# START OF The data

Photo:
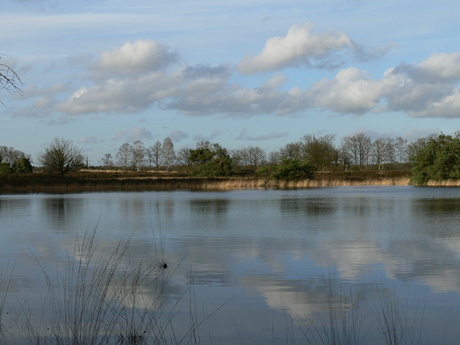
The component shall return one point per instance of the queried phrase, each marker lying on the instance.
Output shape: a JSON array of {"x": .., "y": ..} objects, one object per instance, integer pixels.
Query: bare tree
[
  {"x": 137, "y": 155},
  {"x": 61, "y": 156},
  {"x": 379, "y": 153},
  {"x": 154, "y": 154},
  {"x": 358, "y": 148},
  {"x": 167, "y": 152},
  {"x": 274, "y": 157},
  {"x": 400, "y": 146},
  {"x": 124, "y": 156},
  {"x": 9, "y": 80},
  {"x": 291, "y": 151},
  {"x": 252, "y": 156},
  {"x": 107, "y": 160},
  {"x": 183, "y": 157},
  {"x": 319, "y": 151}
]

# END OF The data

§ **Problem description**: Render every line of the items above as a Markdown table with the columns "Row" and "Line", numbering the rows and skipping blank lines. Leave the pictures out.

§ **Exercise response**:
| Row | Line |
|---|---|
| 1 | Photo: |
| 2 | The component shall return one point per instance of the queried phrase, each marker lying on the instance. |
| 3 | Output shape: a JSON array of {"x": .., "y": ..} objects, one object per instance, integer pixels. |
| 4 | Query: bare tree |
| 5 | [ |
| 6 |   {"x": 137, "y": 155}, |
| 7 |   {"x": 61, "y": 156}, |
| 8 |   {"x": 379, "y": 153}, |
| 9 |   {"x": 154, "y": 154}, |
| 10 |   {"x": 358, "y": 148}, |
| 11 |   {"x": 167, "y": 152}, |
| 12 |   {"x": 274, "y": 157}, |
| 13 |   {"x": 400, "y": 146}, |
| 14 |   {"x": 124, "y": 156}, |
| 15 |   {"x": 9, "y": 80}, |
| 16 |   {"x": 291, "y": 151}, |
| 17 |   {"x": 252, "y": 156}, |
| 18 |   {"x": 107, "y": 160}, |
| 19 |   {"x": 183, "y": 157}, |
| 20 |   {"x": 319, "y": 151} |
| 21 | ] |